> **Exercise text**
However at the epistemological level, it is different: minds and bodies have equal powers.  However again, God unites the epistemological and the ontological, because only he ‘authorises the transfer of unity from substance to the modes’ (90) [in other words he also creates the equal powers between minds and bodies?].  For Deleuze, the theme of unity is the important one, and he reads Spinoza as sometimes confusing the issue by, for example, suggesting that the mixtures of bodies controls minds on the one hand, and suggesting that mind is able to become autonomous and liberate itself from bodies on the other.  This is not inconsistent [!], because Spinoza was referring to different parts of the mind—a bodily perishable bit and a pure mind respectively, a part dealing with common notions, and are part dealing with essences [but how are these two connected?].  The apparent domination of bodies is also a mistake, because the idea is to see how bodies work in order to explore how the mind works.  We explore and discover the powers of both bodies and minds.  So is the apparent escape of the mind from the body, since Spinoza wants to reject idealism and argues that even ideas have a cause, even those that express essences.  [This looks a bit like Deleuzian repair work, and I’m not sure it is an escape from inconsistency so much as an assertion first of one element then the other, or even arguing that both positions are inconsistent in the first place]

NATURE.  Nature is both substance and mode, both cause and effect, since it is immanent to each term.  Nature is thus univocal when it comes to attributes [which also enjoy this dual nature following from their relation to the virtual].  Nature is both naturing and naturated, and this produces ‘the univocity of modality’ as well.  These properties of nature explain correspondences between attributes’; how things are connected in attributes, including the different kinds of infinite and finite modes; the agreement of essences as part of divine power; the ways in which specific combinations of relations and powers operate according to eternal laws nevertheless; the ways in which modes relate to each other externally according to an extrinsic order, the ‘”common order of Nature”’ (93), which involves a determined contingency.  [All this is pretty circular really.  We can start with this definition of nature without having to ‘discover’ it in the apparently unmotivated analyses of how modes or essences relate to each other.  The more specific analyses are merely an obsessional reworking of this basic argument contained here?]

NECESSARY.  What exists must be necessary, the result of causes or through itself.  This is another kind of univocity, this time of one mode of existence.  Substances exist if their essences require them to; as one of an infinite number of modes produced by substance, which possess relevant attributes; insofar as motion and rest produce existence; when existing modes produce existence as an effect of their interrelation [I am not at all sure I have understood any of this so far].

> **Extracted records**
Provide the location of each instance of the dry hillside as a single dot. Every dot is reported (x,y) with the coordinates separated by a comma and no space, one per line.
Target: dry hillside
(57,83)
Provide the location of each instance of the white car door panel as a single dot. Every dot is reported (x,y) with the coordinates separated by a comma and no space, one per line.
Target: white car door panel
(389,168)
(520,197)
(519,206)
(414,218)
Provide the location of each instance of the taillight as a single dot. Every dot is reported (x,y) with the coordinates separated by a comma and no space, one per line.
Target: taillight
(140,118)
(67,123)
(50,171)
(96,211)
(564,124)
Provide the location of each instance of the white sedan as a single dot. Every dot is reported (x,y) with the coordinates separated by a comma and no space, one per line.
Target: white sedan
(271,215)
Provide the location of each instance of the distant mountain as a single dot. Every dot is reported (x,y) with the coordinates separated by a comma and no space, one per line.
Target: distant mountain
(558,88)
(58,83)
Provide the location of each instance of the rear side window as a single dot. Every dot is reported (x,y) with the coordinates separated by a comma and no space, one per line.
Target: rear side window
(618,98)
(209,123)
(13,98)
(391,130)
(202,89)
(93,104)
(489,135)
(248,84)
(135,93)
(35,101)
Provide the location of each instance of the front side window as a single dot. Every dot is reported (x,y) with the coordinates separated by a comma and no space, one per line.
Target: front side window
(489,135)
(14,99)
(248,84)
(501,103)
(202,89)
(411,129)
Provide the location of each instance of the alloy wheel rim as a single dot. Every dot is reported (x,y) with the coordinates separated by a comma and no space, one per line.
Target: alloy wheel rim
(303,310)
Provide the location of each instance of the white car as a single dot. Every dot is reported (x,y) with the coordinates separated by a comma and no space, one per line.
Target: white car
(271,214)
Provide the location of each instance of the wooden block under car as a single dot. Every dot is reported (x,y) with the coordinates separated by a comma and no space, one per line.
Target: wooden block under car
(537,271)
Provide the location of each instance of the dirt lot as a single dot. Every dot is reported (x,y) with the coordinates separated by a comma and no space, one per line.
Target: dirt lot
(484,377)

> **Exercise**
Carry on the glossary notes on Deleuze's reading of Spinoza from the point where they stop.

> **Output of the task**
‘The categories of possible and contingent are illusions’ (94), and they are based on qualities of the essence of the mode, not all of which exists [Deleuze replaces notions of the possible and the compossible etc. in the same way, as seeing them all as aspects of the multiplicity, not all of which have been actualized].  The notion of the possible also relates to the ways in which external determinants work [they do not always produce the same effect or work in the same way every time].  Neither of these serve to reject the idea of underlying determinants: ‘contingency and possibility only express our ignorance’ (94) [Deleuze himself weasels around the idea of contingency by saying that it is indeed part of the virtual in the first place, as in the throws of the dice metaphor].  So nothing is just possible, and nothing is contingent, ultimately because both imply something strange about God's intellect and will, as above.  [although I have been trying to read God as a nature or substance throughout, some of the argument does seem to turn on God being a person after all.  For example in the sentence above, it would seem strange to refer to nature's intellect and will.  I know Spinoza had to refer to theology, as Deleuze’s lectures on Spinoza indicate, so is he doing this only to tease theologians?  What would the sentence look like if we made it refer to nature? Could conceal a hidden anthropomorphism of Nature, as suggested above?].

NEGATION.  Spinoza wants to do without the term, seeing it as an abstraction and fiction.  Instead, he wants to talk about positive distinctions and negative determinations.

The argument goes that the attributes are always distinct and infinite.  They relate, but do not always oppose each other, and nor does the definition of them imply negation: each has ‘an independent positive essence' (95).  The positivity takes the form of 'affirmation as necessary existence', a shared quality rooted in their participation in substance.  When we try and introduce distinctions, we're really talking about ‘coessential positivities and coexistent affirmations'.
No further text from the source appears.